● Written instruction
Copy the lines below from the one that has "Sports-analytics tagging: mark the tree" through the last line, switching "tree line" to "fence line" and changing nothing else. Leave out the picture.

[Start of Provided material]

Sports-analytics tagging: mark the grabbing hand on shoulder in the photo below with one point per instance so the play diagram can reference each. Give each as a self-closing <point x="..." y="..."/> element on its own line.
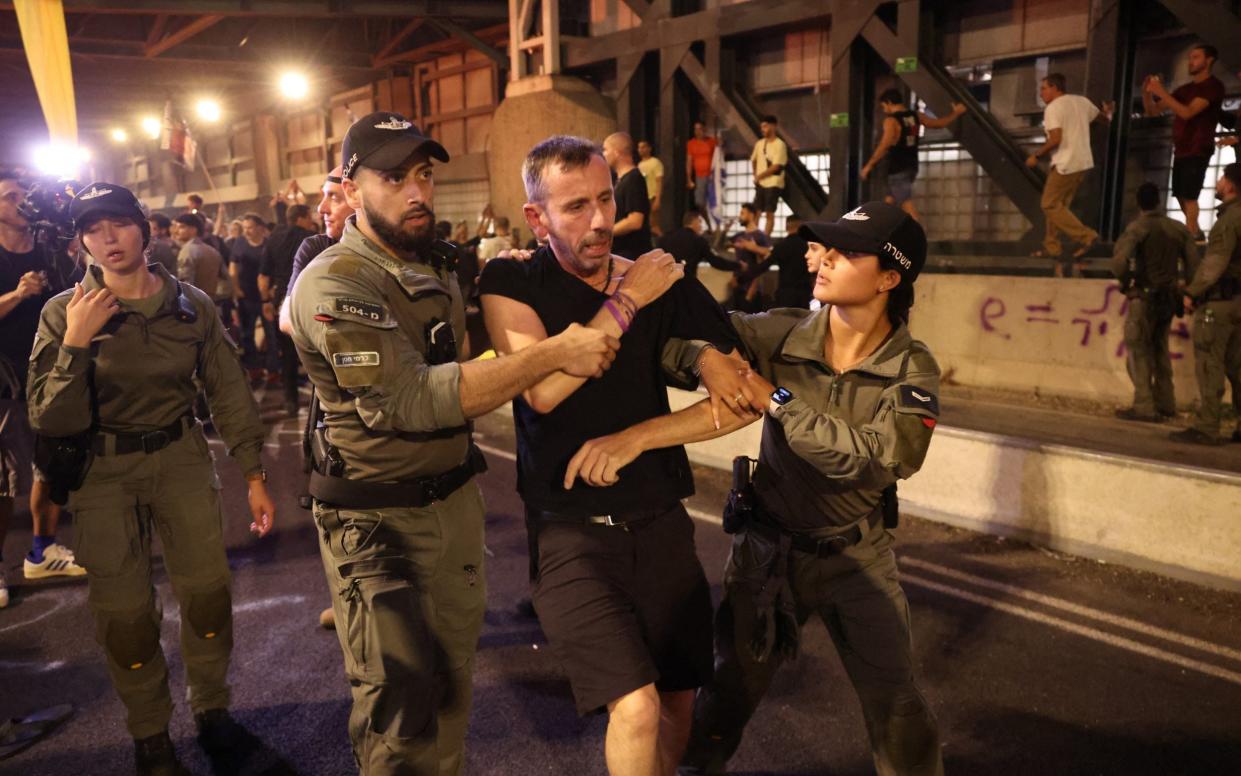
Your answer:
<point x="650" y="276"/>
<point x="87" y="312"/>
<point x="583" y="351"/>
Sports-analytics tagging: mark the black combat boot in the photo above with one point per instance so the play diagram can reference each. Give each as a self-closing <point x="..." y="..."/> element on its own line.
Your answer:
<point x="226" y="741"/>
<point x="155" y="756"/>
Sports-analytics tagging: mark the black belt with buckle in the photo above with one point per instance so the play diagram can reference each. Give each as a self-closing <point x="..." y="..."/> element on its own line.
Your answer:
<point x="823" y="546"/>
<point x="613" y="520"/>
<point x="416" y="493"/>
<point x="138" y="441"/>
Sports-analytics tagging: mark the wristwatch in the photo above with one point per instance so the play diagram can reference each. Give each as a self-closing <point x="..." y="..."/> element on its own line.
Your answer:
<point x="781" y="396"/>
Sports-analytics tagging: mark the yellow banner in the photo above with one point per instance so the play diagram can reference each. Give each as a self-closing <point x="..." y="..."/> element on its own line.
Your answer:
<point x="47" y="51"/>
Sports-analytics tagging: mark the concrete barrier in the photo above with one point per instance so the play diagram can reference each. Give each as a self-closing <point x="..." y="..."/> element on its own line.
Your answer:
<point x="1174" y="520"/>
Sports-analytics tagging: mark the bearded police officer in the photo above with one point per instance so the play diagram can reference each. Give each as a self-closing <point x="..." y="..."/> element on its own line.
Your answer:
<point x="1149" y="258"/>
<point x="114" y="371"/>
<point x="400" y="522"/>
<point x="1214" y="296"/>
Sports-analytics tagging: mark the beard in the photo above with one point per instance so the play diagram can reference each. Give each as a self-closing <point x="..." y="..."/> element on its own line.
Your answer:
<point x="576" y="253"/>
<point x="415" y="240"/>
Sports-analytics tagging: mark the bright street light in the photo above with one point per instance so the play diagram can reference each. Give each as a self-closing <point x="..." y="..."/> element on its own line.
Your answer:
<point x="60" y="159"/>
<point x="294" y="86"/>
<point x="207" y="109"/>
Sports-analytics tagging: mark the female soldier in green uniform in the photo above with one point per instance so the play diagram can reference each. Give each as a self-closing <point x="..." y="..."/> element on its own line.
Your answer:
<point x="116" y="365"/>
<point x="849" y="401"/>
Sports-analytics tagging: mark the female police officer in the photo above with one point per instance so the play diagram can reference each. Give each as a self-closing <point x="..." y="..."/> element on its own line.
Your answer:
<point x="849" y="402"/>
<point x="116" y="368"/>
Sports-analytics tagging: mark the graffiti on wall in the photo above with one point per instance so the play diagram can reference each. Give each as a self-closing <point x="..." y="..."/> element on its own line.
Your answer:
<point x="1000" y="318"/>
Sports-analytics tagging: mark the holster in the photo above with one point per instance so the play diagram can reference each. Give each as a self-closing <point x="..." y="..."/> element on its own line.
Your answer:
<point x="63" y="462"/>
<point x="740" y="507"/>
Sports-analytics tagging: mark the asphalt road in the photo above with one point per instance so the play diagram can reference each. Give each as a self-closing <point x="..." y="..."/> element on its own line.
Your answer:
<point x="1034" y="662"/>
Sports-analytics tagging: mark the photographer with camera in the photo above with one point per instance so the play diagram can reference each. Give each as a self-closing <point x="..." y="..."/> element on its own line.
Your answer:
<point x="116" y="368"/>
<point x="25" y="286"/>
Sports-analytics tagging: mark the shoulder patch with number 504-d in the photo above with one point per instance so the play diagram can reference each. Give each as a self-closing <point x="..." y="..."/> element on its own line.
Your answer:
<point x="367" y="358"/>
<point x="359" y="307"/>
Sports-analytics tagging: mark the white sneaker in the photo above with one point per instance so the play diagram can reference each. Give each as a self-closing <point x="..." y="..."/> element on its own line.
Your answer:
<point x="57" y="561"/>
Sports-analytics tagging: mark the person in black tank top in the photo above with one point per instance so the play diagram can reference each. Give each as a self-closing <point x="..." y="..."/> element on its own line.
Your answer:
<point x="900" y="147"/>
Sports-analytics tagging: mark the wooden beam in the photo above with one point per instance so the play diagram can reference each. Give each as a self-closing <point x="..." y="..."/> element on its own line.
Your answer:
<point x="715" y="97"/>
<point x="156" y="29"/>
<point x="669" y="31"/>
<point x="473" y="40"/>
<point x="297" y="9"/>
<point x="447" y="45"/>
<point x="181" y="35"/>
<point x="406" y="31"/>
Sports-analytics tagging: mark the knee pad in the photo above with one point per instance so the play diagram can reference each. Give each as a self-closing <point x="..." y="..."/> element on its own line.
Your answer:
<point x="133" y="641"/>
<point x="210" y="612"/>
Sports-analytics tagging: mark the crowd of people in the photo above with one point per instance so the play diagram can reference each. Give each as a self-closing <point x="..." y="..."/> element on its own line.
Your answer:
<point x="120" y="365"/>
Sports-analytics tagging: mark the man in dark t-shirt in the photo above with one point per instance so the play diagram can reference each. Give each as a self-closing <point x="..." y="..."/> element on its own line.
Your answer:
<point x="243" y="260"/>
<point x="690" y="247"/>
<point x="26" y="283"/>
<point x="618" y="587"/>
<point x="1196" y="108"/>
<point x="274" y="270"/>
<point x="631" y="235"/>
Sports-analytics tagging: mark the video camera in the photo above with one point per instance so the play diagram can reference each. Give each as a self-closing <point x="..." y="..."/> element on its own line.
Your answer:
<point x="47" y="211"/>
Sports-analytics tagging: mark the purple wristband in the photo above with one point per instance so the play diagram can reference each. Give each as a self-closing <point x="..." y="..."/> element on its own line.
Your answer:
<point x="616" y="313"/>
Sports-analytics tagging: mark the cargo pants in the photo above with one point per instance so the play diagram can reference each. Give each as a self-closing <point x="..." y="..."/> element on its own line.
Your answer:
<point x="124" y="502"/>
<point x="859" y="599"/>
<point x="408" y="592"/>
<point x="1216" y="359"/>
<point x="1148" y="361"/>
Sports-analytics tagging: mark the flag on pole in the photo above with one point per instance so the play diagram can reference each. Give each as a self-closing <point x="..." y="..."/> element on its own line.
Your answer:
<point x="175" y="139"/>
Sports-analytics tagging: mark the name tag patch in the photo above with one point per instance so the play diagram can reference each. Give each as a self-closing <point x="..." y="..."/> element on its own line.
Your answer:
<point x="920" y="399"/>
<point x="359" y="307"/>
<point x="365" y="358"/>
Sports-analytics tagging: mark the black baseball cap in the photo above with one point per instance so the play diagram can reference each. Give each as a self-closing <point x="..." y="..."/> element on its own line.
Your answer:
<point x="103" y="199"/>
<point x="879" y="229"/>
<point x="382" y="140"/>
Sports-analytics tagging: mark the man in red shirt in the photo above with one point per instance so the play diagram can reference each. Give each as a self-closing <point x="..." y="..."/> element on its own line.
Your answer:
<point x="699" y="154"/>
<point x="1196" y="108"/>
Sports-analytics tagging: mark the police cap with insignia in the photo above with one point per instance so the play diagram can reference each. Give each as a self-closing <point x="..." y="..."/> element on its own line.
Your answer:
<point x="101" y="200"/>
<point x="382" y="140"/>
<point x="875" y="227"/>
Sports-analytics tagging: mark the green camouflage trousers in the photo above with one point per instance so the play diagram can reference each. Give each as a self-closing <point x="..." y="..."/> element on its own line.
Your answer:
<point x="408" y="594"/>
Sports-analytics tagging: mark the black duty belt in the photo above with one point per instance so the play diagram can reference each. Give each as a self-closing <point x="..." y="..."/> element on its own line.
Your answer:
<point x="628" y="519"/>
<point x="122" y="442"/>
<point x="822" y="546"/>
<point x="417" y="493"/>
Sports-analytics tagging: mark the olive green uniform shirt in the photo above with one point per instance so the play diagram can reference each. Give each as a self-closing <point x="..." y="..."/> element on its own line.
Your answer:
<point x="360" y="323"/>
<point x="1223" y="255"/>
<point x="829" y="452"/>
<point x="1163" y="251"/>
<point x="147" y="371"/>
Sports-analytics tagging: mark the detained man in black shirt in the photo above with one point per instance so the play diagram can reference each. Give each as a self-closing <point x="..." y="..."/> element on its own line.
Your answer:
<point x="273" y="279"/>
<point x="690" y="247"/>
<point x="619" y="591"/>
<point x="631" y="235"/>
<point x="243" y="260"/>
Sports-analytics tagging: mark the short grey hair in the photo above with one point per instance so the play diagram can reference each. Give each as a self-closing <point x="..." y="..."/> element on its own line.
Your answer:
<point x="567" y="152"/>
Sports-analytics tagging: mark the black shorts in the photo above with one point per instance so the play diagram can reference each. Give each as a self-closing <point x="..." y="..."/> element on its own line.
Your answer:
<point x="767" y="199"/>
<point x="1187" y="176"/>
<point x="624" y="607"/>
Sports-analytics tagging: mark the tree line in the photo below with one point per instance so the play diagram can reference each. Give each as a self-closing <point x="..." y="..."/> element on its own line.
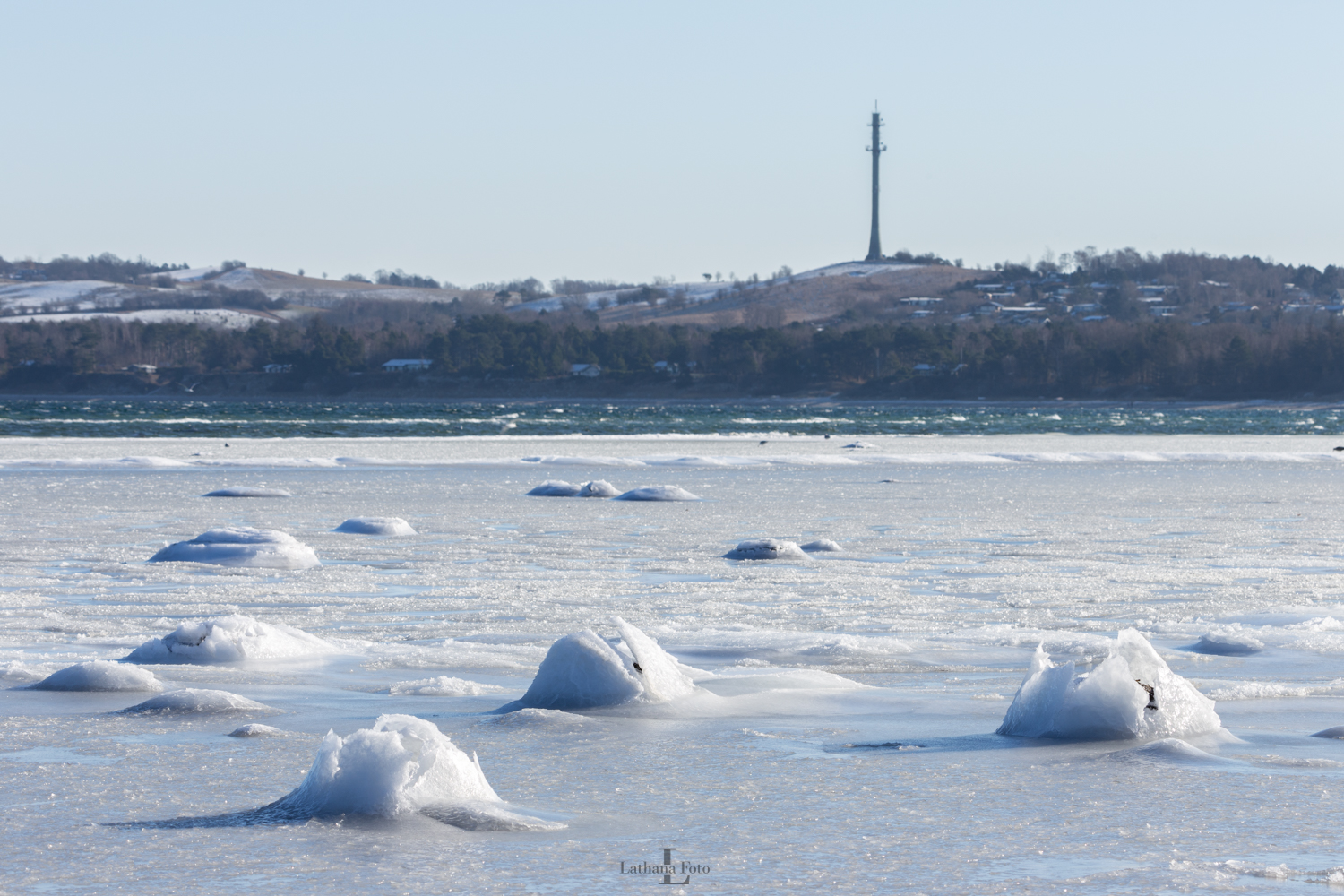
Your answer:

[End of Provided material]

● Response
Sports-analytics tagging: mark the fence line in the photo below with one point per instance so the play diagram can reference each. Give each as a self-closing <point x="..." y="..."/> element on its own line.
Your answer:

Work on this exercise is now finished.